[Saved entries]
+ + +

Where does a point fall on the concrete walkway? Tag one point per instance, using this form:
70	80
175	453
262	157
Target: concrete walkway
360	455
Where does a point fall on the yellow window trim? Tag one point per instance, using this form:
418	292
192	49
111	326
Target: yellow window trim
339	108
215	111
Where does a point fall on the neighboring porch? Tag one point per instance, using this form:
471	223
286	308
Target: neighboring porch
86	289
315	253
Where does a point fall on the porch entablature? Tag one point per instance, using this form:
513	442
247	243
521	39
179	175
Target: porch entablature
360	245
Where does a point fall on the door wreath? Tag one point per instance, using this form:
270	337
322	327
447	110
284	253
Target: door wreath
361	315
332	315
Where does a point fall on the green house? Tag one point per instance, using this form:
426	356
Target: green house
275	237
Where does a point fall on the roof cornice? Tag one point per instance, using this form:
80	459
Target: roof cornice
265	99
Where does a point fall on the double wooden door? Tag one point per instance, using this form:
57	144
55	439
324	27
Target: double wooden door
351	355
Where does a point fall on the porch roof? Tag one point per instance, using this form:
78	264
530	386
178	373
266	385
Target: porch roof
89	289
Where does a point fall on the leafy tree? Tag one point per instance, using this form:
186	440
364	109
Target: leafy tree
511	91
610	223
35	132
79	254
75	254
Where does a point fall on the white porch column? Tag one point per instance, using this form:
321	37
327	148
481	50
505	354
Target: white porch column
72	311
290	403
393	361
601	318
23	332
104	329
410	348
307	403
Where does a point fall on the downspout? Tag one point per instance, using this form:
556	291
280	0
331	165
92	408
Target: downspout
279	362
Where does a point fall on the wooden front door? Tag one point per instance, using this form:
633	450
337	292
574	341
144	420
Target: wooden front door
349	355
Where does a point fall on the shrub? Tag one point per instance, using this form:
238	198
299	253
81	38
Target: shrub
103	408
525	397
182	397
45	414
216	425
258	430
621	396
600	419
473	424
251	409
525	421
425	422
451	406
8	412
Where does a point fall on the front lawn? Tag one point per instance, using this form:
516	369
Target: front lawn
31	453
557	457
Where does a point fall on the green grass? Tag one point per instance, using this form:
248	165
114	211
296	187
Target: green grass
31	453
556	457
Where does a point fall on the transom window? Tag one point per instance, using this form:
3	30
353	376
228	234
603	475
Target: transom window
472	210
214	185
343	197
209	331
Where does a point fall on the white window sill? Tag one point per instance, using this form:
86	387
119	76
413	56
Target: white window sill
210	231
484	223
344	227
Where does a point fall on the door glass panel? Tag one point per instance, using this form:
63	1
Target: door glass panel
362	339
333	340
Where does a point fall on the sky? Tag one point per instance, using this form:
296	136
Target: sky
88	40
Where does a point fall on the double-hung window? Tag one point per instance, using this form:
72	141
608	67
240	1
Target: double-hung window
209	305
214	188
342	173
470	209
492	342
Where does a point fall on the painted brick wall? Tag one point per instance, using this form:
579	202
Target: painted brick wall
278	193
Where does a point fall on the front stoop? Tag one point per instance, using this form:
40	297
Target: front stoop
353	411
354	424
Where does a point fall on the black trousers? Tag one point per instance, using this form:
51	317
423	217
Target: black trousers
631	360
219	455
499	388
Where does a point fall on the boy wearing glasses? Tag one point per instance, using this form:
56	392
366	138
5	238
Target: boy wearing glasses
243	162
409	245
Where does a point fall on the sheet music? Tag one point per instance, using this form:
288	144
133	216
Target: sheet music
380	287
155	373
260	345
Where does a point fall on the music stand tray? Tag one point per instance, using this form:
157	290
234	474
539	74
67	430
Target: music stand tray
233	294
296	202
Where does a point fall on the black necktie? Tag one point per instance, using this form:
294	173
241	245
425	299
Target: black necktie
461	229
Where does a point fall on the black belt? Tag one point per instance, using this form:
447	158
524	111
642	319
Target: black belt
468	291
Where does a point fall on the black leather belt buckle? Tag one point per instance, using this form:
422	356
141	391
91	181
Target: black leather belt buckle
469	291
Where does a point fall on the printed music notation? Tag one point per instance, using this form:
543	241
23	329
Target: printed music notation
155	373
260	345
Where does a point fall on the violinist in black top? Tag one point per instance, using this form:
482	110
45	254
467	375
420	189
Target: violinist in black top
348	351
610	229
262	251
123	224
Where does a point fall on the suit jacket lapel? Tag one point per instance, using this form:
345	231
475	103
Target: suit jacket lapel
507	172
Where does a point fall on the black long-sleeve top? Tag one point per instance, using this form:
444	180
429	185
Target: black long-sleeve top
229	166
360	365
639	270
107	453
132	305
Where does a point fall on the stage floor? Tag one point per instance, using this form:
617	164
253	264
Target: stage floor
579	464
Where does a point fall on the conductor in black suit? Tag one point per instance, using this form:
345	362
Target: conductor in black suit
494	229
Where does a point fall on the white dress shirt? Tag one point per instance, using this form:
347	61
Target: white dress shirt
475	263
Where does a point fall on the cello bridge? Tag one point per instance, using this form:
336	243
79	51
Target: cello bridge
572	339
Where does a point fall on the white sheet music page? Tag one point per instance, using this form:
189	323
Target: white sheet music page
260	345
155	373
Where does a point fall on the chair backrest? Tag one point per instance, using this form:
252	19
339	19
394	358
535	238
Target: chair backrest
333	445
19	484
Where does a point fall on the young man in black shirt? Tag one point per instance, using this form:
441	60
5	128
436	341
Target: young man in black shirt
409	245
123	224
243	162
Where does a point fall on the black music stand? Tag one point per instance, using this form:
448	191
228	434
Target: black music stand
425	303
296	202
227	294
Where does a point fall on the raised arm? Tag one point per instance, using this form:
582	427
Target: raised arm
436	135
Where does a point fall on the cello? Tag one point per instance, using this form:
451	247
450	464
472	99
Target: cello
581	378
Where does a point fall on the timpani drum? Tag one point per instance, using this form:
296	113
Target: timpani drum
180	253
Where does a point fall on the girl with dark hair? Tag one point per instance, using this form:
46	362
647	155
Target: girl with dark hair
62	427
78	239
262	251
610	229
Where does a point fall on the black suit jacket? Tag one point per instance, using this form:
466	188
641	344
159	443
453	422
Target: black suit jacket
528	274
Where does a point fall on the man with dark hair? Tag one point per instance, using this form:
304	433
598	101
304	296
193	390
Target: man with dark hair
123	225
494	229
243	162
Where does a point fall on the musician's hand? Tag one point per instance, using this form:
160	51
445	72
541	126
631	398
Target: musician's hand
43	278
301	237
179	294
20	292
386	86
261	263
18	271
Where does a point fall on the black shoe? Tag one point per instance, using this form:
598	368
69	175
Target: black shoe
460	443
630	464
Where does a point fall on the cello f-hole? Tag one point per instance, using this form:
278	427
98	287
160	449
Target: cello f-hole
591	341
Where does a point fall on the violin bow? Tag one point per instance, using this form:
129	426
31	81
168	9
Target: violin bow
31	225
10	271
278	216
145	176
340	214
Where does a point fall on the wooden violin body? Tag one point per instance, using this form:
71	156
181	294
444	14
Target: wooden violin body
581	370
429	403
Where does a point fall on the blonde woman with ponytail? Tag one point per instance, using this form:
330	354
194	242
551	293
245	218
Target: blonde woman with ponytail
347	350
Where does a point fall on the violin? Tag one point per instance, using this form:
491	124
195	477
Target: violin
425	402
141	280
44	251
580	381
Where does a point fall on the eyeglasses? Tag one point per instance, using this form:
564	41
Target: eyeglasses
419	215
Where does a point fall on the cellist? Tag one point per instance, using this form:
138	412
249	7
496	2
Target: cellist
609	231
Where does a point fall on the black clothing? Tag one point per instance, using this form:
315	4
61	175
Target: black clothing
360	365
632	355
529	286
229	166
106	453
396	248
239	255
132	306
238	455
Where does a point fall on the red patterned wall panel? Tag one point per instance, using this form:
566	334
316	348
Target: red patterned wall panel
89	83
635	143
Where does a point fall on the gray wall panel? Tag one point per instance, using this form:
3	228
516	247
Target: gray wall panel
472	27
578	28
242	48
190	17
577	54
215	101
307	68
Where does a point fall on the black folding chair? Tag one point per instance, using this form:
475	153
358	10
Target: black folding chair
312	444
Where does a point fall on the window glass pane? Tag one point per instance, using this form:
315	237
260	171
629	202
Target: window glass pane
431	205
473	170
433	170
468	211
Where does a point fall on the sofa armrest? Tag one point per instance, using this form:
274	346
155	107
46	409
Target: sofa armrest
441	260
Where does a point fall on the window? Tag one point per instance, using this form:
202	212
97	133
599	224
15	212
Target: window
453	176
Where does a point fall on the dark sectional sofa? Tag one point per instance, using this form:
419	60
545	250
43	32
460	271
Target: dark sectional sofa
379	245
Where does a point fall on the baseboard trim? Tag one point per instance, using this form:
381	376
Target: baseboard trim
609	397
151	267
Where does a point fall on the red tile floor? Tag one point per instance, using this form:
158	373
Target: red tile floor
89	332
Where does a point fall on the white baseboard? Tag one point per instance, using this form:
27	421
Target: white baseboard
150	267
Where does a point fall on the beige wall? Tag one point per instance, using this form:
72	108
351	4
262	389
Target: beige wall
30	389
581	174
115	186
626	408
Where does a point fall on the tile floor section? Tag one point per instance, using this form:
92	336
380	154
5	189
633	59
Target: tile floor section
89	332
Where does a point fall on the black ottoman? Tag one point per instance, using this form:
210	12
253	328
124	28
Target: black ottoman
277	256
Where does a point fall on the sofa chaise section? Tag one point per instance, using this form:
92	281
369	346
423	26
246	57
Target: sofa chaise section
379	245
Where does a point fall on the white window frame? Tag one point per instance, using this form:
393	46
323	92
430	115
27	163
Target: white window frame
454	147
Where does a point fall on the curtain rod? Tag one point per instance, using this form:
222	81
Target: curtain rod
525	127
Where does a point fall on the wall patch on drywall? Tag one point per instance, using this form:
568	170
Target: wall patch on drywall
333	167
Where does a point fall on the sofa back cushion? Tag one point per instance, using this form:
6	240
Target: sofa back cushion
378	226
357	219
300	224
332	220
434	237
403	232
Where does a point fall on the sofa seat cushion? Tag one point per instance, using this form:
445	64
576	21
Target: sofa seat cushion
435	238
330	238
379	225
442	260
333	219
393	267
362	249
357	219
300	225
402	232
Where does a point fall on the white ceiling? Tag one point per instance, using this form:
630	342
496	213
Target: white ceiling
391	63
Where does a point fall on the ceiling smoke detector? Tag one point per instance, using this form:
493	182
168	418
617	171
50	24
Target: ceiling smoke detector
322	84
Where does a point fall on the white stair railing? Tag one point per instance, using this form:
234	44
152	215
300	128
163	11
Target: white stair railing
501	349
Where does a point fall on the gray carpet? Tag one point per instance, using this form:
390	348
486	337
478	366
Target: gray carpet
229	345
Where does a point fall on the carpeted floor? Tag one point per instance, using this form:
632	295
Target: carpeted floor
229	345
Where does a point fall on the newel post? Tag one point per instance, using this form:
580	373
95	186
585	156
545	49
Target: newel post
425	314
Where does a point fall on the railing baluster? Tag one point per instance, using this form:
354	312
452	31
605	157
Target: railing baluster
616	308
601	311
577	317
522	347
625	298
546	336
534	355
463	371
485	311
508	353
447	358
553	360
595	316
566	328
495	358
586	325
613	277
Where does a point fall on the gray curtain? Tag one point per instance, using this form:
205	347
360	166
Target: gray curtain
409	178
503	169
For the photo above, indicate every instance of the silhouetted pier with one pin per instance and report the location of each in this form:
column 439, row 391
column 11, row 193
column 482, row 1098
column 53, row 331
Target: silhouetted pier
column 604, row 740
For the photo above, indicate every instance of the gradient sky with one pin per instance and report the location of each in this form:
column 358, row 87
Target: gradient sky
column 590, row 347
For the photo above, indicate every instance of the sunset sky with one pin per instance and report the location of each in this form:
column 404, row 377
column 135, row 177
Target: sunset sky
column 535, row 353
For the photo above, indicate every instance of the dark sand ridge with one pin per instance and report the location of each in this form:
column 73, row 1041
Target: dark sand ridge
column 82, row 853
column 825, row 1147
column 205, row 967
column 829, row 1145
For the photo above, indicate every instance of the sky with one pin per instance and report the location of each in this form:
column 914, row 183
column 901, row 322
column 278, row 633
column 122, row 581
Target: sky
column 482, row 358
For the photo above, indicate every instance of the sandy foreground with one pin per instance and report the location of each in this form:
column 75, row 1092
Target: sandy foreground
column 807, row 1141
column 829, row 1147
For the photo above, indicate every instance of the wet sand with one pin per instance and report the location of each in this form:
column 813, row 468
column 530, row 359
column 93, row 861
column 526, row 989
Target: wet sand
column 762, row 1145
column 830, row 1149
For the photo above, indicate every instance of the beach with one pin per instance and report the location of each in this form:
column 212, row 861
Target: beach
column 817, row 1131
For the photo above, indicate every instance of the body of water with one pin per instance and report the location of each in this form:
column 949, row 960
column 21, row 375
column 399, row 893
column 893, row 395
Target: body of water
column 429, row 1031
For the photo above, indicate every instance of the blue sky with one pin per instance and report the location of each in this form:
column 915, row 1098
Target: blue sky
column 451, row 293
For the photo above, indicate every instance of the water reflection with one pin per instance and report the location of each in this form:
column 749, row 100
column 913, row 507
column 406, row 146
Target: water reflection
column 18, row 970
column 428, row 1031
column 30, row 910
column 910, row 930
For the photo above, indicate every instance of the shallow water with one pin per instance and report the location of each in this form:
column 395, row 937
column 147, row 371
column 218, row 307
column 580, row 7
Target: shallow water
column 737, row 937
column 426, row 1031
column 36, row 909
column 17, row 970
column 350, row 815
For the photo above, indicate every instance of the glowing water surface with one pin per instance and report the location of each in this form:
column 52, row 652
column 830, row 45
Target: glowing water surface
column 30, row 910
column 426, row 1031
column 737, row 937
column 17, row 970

+ + +

- ASSIGNMENT -
For this task, write out exactly the lines of the entries above, starting at the line with "column 901, row 322" and ending at the line with "column 75, row 1092", both included, and no others.

- TASK ANSWER -
column 901, row 322
column 278, row 633
column 122, row 581
Target: sky
column 482, row 358
For the photo above, indicate every instance of the sandy foreground with one pin per instance and report the location of each in this form:
column 75, row 1092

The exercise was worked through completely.